• _EXERCISE_:
Show every line in the rows below that contains the word "destination". Case counts.

• _DATA IN THIS EXERCISE_:
►

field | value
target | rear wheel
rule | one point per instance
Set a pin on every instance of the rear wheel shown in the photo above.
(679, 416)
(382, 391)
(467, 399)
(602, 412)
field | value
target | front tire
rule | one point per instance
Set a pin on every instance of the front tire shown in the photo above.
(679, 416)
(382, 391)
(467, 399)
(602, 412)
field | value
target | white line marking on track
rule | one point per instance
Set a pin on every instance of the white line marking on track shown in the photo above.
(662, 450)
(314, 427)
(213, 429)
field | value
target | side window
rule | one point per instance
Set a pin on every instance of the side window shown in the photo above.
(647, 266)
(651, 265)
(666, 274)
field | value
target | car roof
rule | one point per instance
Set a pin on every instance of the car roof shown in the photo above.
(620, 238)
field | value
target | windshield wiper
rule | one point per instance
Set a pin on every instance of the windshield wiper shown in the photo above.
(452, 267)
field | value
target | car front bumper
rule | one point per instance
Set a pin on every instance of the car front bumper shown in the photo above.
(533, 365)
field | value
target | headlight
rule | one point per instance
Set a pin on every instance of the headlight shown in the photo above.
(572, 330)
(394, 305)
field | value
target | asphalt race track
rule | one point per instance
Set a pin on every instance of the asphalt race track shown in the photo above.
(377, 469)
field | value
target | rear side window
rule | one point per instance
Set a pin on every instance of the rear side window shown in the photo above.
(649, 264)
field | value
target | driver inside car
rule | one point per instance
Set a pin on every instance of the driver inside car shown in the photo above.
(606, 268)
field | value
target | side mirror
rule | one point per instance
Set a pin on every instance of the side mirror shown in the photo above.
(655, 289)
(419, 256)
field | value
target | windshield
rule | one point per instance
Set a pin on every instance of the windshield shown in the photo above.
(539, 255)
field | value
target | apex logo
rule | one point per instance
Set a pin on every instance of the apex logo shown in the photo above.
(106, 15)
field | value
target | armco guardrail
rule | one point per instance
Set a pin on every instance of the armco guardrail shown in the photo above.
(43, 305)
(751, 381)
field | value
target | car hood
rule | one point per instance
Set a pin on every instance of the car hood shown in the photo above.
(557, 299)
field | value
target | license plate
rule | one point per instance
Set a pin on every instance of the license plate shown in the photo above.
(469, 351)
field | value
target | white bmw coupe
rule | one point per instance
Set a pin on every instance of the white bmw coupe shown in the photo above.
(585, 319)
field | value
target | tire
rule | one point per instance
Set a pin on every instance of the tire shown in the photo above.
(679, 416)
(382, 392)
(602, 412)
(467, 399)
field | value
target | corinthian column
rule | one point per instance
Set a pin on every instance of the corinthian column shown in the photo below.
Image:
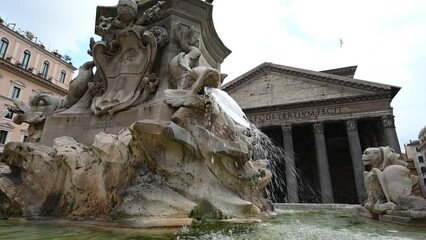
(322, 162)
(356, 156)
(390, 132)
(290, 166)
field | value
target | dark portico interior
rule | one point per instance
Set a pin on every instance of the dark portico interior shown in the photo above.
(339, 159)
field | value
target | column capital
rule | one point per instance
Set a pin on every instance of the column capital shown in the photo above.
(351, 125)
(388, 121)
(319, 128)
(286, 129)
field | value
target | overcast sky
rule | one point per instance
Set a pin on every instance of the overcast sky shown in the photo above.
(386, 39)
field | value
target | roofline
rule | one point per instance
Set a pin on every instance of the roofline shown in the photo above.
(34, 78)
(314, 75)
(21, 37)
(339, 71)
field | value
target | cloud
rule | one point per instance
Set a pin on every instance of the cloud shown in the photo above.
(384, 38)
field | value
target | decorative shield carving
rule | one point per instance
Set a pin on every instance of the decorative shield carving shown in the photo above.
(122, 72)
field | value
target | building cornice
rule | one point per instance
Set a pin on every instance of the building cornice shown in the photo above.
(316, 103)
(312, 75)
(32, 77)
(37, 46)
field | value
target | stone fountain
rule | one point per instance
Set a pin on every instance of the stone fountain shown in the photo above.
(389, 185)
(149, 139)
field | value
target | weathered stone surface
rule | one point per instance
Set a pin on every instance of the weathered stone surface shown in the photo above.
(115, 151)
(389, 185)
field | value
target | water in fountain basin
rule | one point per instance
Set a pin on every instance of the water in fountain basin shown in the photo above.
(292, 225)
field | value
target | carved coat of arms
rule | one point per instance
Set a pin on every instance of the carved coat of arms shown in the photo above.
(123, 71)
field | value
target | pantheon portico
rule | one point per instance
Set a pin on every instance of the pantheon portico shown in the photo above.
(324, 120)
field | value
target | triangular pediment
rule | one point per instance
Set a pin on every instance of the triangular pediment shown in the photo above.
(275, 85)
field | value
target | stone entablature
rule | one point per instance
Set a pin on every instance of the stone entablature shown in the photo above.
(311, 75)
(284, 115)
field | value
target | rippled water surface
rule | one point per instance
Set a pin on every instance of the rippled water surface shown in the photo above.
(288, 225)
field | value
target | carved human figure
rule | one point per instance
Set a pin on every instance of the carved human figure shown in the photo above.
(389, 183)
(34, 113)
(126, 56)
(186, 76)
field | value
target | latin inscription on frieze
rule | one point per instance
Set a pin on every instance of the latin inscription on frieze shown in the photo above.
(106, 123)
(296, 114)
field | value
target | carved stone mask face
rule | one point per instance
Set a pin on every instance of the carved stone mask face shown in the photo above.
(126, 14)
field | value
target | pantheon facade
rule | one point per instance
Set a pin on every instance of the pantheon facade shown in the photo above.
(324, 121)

◄
►

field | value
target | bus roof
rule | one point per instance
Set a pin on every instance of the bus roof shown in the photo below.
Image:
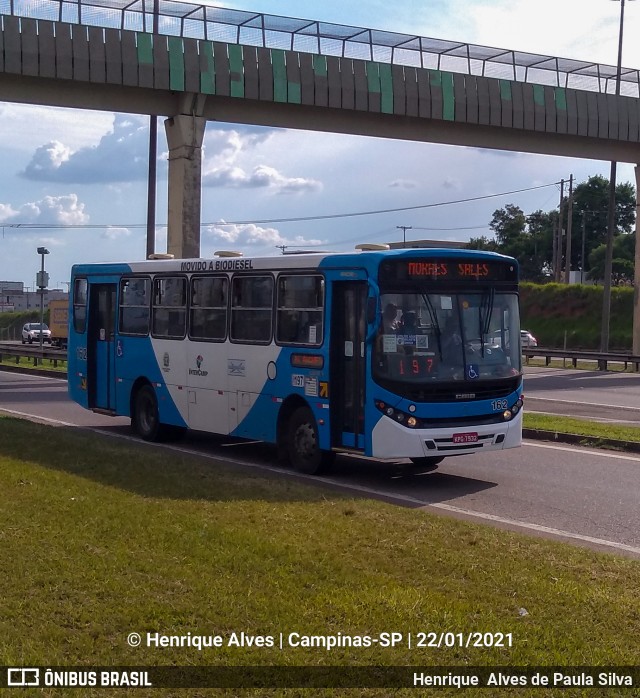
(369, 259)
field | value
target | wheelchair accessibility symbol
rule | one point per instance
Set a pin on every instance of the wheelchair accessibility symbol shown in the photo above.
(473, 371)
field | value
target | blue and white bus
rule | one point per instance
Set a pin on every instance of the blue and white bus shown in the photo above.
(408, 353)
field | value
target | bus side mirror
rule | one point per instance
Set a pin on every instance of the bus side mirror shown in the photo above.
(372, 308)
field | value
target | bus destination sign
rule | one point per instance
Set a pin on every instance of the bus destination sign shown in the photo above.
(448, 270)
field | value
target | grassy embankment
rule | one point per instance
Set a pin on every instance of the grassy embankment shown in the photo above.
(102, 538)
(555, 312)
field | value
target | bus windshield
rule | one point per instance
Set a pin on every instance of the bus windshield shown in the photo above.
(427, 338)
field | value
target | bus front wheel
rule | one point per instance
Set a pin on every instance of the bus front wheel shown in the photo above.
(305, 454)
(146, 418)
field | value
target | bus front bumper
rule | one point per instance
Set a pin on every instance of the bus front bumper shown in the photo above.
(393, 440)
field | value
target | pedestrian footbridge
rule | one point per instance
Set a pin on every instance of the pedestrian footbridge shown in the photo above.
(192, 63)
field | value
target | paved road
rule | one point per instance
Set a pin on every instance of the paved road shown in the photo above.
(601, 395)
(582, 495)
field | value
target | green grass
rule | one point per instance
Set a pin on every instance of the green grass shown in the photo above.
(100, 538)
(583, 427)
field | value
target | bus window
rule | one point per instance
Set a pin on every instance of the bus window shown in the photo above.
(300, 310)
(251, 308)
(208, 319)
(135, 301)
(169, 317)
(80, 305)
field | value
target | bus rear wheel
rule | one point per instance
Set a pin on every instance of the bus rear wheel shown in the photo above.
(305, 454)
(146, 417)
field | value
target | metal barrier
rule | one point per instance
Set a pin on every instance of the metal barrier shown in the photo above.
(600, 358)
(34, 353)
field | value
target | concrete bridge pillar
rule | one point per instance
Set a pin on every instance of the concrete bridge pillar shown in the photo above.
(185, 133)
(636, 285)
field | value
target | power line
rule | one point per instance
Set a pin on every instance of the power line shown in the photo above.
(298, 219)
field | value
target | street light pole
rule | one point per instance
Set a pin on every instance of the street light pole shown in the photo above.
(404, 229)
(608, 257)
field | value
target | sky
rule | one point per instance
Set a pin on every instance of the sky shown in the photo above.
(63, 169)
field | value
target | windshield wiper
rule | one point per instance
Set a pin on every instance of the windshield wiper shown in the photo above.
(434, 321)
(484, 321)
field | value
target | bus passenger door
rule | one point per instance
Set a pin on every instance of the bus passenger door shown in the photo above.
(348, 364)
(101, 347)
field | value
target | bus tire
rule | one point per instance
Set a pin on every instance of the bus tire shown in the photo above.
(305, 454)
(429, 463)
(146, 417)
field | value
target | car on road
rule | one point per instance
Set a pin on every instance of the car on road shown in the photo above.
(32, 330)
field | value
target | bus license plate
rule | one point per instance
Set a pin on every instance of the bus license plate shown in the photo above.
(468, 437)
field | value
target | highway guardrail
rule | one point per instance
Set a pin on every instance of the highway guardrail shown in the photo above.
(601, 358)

◄

• _EXPECTED OUTPUT_:
target | bus destination sign
Set a pin on every instance of the bus destination sign shown in the photo above.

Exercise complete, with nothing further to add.